What is required - Emit a verbatim copy of the lines running from the line with "Exercise. Point to every instance of the white lace" through the end of the material below.

Entries shown -
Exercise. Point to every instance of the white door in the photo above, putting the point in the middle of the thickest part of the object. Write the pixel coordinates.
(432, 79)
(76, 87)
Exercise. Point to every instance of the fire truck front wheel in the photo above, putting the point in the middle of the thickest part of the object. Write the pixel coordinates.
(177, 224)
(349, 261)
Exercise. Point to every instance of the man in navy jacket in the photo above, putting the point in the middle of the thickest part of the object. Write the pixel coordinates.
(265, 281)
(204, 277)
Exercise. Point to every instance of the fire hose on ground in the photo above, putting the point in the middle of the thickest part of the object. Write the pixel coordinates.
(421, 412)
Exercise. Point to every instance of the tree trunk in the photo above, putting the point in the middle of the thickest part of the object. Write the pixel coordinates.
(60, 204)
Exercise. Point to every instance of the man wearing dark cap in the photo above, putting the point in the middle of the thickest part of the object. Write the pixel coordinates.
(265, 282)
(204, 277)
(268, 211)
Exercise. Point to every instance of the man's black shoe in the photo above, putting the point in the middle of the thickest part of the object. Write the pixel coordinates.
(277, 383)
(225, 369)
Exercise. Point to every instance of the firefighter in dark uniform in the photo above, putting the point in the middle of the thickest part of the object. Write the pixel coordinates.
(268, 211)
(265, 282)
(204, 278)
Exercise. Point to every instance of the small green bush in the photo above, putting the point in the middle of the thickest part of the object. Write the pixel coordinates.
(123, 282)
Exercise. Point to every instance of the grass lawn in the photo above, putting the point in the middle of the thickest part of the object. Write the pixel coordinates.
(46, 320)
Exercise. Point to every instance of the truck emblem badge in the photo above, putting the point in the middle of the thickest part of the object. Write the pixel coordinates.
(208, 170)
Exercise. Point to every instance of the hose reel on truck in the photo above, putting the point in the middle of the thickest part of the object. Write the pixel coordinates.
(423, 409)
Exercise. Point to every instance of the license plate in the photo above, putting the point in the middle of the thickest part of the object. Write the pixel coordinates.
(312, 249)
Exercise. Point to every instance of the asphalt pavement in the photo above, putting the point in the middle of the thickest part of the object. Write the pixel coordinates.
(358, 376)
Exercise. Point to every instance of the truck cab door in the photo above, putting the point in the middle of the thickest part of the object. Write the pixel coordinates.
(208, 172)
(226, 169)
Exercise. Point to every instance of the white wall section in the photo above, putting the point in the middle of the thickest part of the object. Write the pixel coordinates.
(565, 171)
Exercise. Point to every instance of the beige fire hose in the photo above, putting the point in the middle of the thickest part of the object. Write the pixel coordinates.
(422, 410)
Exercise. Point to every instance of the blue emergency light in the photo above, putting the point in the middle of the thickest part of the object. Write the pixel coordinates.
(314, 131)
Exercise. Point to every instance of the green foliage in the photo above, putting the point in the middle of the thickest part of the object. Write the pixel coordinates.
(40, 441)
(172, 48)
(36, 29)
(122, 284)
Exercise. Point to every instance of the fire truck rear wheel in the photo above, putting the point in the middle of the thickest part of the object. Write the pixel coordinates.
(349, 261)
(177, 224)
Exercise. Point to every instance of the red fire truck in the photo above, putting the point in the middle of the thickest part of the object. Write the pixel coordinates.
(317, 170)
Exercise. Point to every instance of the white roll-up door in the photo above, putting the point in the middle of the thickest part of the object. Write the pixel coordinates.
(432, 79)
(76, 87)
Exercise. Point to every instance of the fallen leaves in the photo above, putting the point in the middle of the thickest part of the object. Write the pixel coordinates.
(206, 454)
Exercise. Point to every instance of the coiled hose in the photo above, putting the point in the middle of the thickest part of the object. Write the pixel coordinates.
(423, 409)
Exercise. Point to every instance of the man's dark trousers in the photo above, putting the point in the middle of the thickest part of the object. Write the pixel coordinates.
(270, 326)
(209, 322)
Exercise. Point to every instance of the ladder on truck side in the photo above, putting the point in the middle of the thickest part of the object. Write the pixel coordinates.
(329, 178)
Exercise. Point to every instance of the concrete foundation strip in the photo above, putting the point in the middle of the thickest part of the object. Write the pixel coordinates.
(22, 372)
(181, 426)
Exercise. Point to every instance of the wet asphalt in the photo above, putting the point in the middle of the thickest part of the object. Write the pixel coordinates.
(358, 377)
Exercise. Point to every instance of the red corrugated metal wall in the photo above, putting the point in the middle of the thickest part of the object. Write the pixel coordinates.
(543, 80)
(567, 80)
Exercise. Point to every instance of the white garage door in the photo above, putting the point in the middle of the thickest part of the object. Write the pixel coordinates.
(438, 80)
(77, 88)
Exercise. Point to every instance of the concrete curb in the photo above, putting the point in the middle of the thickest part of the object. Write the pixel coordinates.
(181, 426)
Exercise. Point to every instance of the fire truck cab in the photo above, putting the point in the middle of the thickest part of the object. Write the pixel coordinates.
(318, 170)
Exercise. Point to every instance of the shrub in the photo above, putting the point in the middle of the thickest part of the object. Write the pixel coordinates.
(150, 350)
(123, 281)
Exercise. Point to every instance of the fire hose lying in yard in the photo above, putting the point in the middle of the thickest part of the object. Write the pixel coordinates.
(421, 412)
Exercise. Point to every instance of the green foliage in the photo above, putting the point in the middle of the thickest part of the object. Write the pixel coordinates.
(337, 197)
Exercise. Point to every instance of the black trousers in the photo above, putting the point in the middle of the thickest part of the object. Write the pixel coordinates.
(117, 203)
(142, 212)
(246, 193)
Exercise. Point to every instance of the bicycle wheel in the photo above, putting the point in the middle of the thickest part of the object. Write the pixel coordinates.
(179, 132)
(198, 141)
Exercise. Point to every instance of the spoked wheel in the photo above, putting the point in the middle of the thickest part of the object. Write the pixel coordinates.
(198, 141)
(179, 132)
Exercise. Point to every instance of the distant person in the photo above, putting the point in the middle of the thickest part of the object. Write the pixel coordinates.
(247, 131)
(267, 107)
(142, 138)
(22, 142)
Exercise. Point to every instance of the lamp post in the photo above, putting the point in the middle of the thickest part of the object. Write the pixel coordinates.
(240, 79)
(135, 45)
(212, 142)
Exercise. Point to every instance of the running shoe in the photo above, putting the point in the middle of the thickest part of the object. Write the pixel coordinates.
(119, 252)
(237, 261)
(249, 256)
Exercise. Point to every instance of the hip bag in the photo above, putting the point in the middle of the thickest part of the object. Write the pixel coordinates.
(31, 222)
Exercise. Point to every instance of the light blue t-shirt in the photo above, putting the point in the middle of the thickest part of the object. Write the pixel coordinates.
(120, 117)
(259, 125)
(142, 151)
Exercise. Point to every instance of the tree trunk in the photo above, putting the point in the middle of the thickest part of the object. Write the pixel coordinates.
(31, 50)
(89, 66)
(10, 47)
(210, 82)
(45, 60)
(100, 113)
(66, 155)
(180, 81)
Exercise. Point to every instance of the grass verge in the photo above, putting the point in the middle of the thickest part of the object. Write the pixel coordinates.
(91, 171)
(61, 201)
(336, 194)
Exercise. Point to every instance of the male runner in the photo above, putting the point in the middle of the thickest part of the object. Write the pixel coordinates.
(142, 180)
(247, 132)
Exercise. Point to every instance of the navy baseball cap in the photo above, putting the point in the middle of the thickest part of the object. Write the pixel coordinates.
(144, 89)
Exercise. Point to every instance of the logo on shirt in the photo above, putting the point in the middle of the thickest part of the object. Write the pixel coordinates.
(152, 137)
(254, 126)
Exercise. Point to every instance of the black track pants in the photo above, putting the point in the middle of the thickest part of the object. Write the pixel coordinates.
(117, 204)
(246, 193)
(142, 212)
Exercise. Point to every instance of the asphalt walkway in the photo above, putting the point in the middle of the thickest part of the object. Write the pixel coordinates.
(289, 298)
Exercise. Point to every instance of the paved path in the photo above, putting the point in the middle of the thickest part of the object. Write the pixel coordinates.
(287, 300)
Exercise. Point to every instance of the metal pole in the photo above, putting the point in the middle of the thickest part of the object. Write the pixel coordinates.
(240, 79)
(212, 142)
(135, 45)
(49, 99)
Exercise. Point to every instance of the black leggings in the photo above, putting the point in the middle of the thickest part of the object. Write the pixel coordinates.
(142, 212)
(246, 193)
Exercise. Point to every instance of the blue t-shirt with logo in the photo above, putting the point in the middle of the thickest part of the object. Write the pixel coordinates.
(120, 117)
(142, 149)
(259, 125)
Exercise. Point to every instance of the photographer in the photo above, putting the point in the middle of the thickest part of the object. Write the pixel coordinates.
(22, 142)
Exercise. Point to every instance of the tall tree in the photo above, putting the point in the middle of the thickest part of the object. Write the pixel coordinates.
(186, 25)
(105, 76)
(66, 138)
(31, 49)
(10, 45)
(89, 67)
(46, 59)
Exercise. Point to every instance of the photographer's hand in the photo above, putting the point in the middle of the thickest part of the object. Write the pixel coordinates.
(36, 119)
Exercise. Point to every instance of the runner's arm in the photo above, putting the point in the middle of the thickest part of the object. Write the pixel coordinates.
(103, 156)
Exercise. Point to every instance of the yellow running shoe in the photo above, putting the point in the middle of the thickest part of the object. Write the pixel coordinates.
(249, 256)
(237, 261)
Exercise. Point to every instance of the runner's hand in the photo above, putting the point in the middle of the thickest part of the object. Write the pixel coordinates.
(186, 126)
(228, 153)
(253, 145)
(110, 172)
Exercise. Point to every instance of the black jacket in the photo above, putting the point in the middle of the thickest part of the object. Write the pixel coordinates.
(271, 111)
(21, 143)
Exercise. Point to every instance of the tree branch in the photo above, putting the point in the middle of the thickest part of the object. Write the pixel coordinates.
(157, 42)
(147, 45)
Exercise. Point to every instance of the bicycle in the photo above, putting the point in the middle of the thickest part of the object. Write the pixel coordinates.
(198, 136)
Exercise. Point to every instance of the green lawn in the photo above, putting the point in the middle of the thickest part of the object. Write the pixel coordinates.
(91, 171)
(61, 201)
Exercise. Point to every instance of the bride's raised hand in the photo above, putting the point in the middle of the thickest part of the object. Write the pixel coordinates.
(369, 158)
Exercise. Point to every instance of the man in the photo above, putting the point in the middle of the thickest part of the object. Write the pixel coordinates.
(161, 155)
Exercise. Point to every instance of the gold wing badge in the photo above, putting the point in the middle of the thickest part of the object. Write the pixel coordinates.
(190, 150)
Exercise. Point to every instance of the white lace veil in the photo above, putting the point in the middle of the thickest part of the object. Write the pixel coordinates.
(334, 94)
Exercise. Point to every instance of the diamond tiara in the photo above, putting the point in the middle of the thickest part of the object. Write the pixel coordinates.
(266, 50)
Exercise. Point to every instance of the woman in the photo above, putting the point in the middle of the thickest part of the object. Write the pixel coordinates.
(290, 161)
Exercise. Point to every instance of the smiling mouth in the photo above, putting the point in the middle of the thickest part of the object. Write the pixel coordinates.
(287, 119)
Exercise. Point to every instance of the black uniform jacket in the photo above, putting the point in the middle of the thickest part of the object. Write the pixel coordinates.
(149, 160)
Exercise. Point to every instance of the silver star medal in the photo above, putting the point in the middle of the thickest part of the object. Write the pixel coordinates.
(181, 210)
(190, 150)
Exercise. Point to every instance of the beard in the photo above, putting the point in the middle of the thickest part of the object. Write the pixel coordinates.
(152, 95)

The output -
Exercise. Point to every instance of the white lace veil in the photo above, putting the point in the middle of the thickest part of the object. Write the pixel coordinates.
(334, 94)
Exercise. Point to every instance of the diamond tiara in the photo above, putting the point in the middle of the thickest part of the object. Write the pixel coordinates.
(266, 50)
Exercise. Point to every instance of the woman in the photo above, putting the point in the middle of the thickest part of the object. Write the pixel coordinates.
(290, 161)
Exercise. Point to every instance of the smiling mouth in the photo above, putting the point in the middle of the thickest part of the object. Write the pixel coordinates.
(287, 119)
Exercise. Point to every instance of the black uniform jacket in the photo above, putting the point in the middle of the thickest part of the object. Write the pixel coordinates.
(149, 160)
Exercise. Point to every instance of the silver star medal in the photo above, putting the point in the middle of the thickest part of the object. Write the pixel coordinates.
(181, 210)
(190, 150)
Exercise. Point to every instance of the beard in the photo above, putting the point in the middle of the thickest part of the object. Write the pixel coordinates.
(152, 95)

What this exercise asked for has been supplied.